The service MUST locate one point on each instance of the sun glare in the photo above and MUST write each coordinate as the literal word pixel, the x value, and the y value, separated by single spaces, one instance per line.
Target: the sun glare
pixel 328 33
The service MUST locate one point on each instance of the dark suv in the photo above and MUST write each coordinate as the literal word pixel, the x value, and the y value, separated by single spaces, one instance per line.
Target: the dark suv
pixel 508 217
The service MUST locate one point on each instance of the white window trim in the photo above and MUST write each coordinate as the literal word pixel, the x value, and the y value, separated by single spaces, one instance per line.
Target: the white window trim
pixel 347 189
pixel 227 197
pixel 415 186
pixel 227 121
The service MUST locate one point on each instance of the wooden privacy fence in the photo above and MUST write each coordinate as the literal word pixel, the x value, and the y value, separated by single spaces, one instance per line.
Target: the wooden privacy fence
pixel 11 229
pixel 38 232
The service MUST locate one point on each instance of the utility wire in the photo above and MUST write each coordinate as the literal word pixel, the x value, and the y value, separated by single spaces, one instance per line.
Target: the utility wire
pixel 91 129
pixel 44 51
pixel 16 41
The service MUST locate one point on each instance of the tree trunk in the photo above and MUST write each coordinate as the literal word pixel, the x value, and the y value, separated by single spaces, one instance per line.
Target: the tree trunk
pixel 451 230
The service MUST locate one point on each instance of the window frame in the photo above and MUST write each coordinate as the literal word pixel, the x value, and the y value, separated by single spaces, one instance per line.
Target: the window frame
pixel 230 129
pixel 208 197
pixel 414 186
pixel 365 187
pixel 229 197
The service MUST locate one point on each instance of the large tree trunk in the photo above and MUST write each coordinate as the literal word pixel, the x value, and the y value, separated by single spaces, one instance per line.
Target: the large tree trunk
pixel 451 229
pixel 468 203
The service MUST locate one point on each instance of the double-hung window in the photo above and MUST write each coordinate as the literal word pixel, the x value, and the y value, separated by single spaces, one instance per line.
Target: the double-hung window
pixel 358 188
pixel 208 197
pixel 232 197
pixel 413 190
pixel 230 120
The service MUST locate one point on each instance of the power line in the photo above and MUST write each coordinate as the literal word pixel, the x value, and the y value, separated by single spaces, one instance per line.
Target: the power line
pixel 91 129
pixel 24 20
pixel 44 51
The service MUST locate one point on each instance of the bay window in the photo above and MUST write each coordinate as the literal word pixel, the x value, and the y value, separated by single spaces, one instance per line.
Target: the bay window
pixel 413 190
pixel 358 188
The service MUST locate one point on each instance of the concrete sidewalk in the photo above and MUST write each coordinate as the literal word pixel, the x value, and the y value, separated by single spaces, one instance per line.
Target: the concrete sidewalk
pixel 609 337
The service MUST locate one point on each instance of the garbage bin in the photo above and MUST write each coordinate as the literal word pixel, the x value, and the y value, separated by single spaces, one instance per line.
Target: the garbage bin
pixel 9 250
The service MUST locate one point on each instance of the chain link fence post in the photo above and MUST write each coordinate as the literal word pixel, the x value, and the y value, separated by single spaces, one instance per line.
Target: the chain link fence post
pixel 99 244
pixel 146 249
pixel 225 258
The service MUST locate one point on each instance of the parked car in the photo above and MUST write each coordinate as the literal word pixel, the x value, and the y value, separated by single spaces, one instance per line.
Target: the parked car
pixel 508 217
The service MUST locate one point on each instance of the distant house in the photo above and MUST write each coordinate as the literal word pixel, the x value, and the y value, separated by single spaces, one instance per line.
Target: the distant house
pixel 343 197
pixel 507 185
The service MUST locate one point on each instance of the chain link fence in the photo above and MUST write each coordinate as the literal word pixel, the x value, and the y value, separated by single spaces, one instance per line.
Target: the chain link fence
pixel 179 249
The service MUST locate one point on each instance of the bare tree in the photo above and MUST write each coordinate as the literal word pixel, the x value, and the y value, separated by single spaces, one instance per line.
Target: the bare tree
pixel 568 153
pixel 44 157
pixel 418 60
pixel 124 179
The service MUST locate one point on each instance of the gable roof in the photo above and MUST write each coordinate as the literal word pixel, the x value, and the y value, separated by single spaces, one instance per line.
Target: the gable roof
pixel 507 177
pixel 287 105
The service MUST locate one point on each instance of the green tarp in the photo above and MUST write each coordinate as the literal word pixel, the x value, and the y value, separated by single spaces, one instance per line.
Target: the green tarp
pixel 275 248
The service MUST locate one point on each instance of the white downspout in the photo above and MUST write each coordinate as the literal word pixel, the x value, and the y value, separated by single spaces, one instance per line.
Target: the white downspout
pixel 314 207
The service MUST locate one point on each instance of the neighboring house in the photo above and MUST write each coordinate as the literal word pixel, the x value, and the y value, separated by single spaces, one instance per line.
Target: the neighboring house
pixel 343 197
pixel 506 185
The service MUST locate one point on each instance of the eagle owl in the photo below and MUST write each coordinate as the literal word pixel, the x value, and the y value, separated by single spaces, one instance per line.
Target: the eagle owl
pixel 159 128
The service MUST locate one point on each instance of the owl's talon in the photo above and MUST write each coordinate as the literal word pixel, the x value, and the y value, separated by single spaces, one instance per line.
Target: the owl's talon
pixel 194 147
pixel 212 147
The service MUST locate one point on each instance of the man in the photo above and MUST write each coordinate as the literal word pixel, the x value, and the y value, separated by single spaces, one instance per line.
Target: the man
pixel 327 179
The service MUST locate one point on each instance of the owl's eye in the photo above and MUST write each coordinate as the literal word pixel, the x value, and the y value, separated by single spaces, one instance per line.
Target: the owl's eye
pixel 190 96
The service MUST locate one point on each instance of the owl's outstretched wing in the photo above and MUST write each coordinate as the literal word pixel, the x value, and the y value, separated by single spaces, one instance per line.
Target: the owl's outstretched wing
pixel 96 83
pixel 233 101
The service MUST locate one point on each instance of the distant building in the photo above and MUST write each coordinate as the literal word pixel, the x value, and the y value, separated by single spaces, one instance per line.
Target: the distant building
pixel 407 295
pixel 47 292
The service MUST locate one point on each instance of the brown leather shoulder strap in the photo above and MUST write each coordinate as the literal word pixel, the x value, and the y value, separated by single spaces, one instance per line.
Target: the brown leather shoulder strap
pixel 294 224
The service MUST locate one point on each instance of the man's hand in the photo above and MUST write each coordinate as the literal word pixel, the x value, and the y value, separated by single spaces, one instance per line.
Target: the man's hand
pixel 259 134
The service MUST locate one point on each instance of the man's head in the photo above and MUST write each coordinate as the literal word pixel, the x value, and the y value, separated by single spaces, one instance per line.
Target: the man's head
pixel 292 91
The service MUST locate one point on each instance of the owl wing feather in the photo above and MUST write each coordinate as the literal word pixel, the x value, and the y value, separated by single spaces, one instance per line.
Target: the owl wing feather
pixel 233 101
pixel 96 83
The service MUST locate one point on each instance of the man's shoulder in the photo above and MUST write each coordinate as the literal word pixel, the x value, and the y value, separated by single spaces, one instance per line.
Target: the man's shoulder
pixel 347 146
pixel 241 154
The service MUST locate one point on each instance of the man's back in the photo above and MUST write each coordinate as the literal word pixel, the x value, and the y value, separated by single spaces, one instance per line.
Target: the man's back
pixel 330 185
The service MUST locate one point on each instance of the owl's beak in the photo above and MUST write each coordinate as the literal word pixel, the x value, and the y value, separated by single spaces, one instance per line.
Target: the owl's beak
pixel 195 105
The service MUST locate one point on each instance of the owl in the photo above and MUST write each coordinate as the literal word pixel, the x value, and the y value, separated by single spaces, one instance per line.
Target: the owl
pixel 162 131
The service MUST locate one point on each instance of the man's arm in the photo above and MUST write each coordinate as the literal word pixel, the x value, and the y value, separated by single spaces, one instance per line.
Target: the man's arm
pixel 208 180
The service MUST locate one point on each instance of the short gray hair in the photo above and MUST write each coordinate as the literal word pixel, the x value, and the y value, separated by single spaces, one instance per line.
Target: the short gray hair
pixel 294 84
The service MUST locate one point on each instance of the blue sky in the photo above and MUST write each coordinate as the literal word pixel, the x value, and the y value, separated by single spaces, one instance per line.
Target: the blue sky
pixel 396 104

Assignment: Word for word, set down the lines from the beginning of the records through the line that holds "of the wooden". Leave out the rest.

Written response:
The service MUST locate one point on each instance of the sun glare in the photo above and MUST write each coordinate as the literal word pixel, the x value, and the y value, separated by single spaces, one instance per line.
Target: the sun glare
pixel 328 33
The service MUST locate one point on each instance of the dark suv in the photo above and MUST write each coordinate as the literal word pixel, the x value, and the y value, separated by single spaces, one instance per line.
Target: the dark suv
pixel 508 217
The service MUST locate one point on each instance of the white window trim in the photo above and MUST write each coordinate as the literal word pixel, the x value, and the y value, separated by single spaces, one instance per line.
Target: the white window trim
pixel 347 189
pixel 227 197
pixel 415 186
pixel 227 121
The service MUST locate one point on each instance of the wooden privacy fence in the photo above and MUST write each coordinate as the literal word pixel, the x value, and the y value, separated by single spaces, one instance per line.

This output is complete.